■ TO BE DONE: Report every line in the entries below that contains the word "white", copying each line in full. Case counts, so a line with a different capitalization of the word doesn't qualify.

■ TASK INPUTS:
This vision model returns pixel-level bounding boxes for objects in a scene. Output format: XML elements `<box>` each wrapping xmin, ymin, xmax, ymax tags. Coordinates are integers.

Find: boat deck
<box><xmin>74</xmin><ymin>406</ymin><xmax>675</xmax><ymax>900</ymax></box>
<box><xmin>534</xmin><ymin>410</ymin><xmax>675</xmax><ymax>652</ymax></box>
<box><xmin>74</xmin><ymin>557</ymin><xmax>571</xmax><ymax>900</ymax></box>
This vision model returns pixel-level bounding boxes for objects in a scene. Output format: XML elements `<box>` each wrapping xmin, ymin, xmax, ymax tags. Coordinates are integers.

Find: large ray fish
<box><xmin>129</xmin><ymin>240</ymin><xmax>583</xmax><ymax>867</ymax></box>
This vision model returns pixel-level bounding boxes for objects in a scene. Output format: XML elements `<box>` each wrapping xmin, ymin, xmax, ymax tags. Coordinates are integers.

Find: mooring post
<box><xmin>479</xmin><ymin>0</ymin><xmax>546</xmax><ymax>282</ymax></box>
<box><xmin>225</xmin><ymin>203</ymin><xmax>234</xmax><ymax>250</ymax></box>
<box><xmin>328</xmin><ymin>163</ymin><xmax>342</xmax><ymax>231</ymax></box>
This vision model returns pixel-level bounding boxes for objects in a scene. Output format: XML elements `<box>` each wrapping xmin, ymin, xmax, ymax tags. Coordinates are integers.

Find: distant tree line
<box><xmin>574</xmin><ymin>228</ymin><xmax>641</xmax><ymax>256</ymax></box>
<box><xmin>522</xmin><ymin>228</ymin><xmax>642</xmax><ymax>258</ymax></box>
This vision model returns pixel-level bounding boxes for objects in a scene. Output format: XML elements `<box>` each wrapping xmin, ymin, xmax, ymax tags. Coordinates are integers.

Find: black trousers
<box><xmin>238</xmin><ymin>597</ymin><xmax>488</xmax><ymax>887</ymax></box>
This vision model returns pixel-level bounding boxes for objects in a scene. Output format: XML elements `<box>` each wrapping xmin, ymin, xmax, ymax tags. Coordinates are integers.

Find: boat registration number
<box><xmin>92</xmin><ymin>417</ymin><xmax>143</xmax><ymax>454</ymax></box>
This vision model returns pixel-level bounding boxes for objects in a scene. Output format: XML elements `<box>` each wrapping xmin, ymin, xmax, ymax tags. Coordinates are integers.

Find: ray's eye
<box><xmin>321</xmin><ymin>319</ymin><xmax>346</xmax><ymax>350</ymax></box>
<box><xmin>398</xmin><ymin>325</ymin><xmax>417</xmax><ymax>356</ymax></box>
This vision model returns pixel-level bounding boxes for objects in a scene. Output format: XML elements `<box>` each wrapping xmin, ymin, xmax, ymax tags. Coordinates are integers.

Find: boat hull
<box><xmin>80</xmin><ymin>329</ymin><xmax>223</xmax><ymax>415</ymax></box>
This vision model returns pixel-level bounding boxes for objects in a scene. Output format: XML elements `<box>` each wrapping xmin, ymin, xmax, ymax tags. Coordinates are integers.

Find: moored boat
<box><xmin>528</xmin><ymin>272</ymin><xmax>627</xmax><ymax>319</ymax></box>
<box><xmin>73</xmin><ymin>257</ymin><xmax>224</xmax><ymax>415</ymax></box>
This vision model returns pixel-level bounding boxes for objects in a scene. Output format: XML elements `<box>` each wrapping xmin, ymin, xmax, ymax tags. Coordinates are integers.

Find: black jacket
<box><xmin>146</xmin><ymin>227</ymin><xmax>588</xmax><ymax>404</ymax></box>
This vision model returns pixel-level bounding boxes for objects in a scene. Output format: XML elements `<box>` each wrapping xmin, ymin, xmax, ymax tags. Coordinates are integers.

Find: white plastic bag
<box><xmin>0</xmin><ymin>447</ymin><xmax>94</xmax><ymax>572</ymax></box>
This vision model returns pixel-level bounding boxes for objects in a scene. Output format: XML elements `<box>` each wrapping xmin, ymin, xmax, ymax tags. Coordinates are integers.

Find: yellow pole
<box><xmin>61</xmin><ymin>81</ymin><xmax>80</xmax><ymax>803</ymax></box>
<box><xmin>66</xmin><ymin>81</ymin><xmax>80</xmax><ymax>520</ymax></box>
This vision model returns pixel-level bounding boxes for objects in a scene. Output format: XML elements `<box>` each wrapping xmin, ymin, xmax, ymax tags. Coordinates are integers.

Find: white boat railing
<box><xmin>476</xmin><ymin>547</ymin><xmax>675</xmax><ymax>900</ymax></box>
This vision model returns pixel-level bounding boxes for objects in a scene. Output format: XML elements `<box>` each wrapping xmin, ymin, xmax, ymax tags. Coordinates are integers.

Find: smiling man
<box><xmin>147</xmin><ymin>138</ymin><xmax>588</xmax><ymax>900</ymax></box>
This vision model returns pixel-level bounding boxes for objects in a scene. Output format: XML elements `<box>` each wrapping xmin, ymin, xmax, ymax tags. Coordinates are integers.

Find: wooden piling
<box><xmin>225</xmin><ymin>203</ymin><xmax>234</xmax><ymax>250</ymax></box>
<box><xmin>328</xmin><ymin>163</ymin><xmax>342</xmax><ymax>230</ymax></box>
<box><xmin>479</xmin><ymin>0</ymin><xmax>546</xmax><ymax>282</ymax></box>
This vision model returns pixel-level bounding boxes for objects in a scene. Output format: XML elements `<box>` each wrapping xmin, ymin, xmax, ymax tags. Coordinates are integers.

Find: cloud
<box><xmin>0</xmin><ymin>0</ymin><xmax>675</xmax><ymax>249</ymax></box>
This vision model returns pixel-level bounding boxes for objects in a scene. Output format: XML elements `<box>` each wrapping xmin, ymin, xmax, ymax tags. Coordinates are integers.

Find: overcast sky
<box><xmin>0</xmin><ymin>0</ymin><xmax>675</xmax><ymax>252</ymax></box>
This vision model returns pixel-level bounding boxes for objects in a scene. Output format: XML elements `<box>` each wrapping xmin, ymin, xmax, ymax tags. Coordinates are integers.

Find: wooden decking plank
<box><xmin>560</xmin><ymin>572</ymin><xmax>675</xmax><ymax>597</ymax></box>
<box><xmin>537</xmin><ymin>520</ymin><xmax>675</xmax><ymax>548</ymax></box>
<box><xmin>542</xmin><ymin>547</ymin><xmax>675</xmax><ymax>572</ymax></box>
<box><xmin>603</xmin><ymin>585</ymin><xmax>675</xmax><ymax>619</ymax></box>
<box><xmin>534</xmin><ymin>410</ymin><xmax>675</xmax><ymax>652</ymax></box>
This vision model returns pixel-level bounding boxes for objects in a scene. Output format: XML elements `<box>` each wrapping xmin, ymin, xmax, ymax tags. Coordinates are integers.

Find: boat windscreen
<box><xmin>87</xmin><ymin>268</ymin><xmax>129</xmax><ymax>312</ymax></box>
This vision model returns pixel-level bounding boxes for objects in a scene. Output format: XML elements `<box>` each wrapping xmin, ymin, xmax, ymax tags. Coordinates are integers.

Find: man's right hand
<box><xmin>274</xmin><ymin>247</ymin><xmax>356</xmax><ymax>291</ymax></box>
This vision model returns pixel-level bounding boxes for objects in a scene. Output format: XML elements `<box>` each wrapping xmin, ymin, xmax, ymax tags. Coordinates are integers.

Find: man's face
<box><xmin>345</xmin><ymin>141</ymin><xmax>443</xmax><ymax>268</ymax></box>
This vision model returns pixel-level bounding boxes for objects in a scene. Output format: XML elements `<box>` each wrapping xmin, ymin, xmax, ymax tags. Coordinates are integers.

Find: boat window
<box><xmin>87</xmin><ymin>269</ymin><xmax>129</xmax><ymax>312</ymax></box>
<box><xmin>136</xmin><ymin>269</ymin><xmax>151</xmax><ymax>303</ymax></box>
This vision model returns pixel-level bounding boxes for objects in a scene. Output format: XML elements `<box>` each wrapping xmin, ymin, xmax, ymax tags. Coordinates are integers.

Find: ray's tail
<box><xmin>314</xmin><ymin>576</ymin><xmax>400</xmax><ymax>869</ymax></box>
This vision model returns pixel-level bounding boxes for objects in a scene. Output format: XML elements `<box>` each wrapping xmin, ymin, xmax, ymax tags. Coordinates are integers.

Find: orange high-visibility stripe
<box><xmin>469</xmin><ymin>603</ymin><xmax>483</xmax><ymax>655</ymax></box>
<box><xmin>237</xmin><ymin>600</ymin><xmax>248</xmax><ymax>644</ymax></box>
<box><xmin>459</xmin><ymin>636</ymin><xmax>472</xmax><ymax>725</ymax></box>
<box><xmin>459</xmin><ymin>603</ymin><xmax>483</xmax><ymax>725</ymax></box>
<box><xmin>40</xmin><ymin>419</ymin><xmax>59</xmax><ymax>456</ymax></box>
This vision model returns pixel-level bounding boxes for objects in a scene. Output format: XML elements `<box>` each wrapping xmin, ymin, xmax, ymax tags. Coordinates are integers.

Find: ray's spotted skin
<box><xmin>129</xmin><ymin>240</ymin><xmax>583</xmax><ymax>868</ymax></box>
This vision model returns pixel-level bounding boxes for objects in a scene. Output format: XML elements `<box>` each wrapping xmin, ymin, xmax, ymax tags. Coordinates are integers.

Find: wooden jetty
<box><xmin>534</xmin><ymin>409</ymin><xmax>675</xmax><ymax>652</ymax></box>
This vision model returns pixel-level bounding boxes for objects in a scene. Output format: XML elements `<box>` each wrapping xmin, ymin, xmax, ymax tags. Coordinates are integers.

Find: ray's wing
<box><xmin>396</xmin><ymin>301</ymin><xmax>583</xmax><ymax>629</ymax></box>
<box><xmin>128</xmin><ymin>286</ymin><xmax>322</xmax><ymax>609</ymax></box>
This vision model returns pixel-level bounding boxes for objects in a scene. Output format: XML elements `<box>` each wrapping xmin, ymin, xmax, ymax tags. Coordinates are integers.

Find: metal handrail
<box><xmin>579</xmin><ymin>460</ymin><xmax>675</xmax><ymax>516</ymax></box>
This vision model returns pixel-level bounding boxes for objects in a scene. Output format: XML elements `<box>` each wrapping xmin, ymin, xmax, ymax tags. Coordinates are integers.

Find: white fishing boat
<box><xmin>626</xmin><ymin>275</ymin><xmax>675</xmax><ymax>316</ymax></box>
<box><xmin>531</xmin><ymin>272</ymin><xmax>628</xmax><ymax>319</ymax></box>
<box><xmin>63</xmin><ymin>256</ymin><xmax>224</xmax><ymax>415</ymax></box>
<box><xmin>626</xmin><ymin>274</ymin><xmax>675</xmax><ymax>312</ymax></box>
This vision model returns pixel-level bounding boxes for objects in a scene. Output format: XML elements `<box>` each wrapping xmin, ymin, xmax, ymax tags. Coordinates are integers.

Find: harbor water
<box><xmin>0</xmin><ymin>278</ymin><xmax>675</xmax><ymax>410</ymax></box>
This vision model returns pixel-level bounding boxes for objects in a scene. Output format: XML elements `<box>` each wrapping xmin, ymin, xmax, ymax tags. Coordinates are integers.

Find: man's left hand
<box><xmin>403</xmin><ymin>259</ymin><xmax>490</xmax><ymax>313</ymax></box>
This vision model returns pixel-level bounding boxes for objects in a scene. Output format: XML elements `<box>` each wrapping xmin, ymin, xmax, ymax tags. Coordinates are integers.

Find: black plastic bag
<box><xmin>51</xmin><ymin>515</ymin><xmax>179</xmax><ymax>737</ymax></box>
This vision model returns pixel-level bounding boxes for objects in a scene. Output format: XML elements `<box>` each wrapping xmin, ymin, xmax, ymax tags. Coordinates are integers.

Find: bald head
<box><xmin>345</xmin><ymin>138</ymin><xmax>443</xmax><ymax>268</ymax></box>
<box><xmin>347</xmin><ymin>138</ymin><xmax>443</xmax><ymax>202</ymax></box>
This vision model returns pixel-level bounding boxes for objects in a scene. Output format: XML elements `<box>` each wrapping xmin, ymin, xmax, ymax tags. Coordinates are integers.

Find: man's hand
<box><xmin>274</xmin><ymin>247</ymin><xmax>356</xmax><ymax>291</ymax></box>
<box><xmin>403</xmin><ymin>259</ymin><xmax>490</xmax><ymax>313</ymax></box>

■ RESULT:
Find: white plastic bag
Find: white boat railing
Find: white fishing boat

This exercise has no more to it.